_Recorded data_:
• • • •
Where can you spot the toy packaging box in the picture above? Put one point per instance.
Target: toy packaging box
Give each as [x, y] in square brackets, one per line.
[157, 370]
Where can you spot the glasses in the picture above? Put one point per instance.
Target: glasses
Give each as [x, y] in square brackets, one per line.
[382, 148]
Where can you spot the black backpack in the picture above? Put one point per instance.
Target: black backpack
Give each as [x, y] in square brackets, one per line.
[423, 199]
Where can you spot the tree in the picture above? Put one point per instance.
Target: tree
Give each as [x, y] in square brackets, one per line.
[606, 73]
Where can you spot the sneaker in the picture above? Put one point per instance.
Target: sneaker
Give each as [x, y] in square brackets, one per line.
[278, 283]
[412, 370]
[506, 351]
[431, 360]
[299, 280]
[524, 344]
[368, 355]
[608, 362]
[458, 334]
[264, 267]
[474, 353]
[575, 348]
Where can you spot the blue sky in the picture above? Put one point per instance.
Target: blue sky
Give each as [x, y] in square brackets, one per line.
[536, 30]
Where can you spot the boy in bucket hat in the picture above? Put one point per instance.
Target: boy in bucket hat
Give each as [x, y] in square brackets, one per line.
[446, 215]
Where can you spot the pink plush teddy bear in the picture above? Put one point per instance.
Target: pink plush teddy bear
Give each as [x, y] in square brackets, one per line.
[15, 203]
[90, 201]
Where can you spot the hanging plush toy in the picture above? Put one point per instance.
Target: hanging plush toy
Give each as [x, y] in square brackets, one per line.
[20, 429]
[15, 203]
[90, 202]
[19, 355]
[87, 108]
• • • •
Reproduce each line of the material that mentions "pink".

_Exercise response_:
Where can you spot the pink plush teddy bear in the picture above? Put one point per instance.
Target: pink plush teddy bear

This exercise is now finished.